Items stored from a collection:

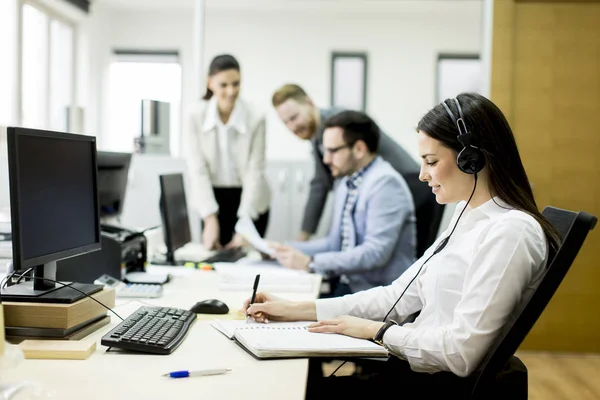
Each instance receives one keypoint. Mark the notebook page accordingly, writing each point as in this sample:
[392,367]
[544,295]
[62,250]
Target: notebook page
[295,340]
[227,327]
--
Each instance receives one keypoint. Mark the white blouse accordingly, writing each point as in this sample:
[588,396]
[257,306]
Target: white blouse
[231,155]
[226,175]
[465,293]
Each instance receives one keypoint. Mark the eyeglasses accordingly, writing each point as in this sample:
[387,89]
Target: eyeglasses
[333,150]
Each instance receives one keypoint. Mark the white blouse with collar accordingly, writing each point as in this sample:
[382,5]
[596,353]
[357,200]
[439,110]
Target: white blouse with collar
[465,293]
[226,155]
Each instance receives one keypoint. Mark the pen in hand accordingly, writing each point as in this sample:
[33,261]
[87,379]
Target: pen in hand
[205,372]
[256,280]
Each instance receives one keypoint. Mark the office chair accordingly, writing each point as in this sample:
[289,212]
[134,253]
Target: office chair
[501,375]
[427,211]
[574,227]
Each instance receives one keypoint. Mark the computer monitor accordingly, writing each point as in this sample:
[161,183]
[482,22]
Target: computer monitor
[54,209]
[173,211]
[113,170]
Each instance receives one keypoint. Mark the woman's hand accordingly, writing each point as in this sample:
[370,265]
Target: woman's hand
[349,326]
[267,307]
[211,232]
* * *
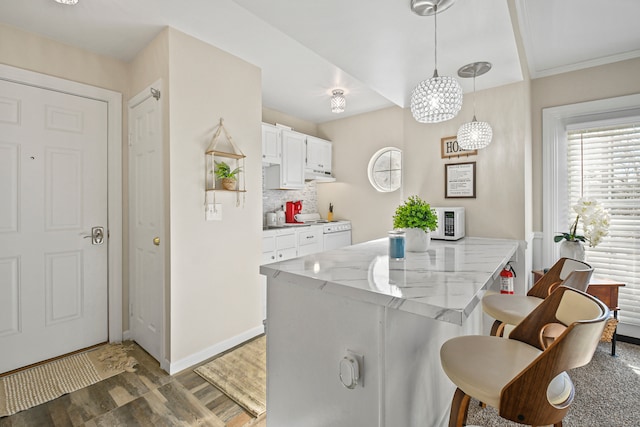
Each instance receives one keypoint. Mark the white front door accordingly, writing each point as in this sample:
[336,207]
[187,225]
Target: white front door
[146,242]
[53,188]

WHAT THIS TASK INVOLVES: Extract every line of the data above that contains the string "Target". Matching is case-sensitive.

SOLUTION TO THIS EXERCISE:
Target: notebook page
Target: white blouse
Target: eyeglasses
Target: white blouse with collar
Target: pen in hand
Target: office chair
Target: computer monitor
Target: woman's hand
Target: white front door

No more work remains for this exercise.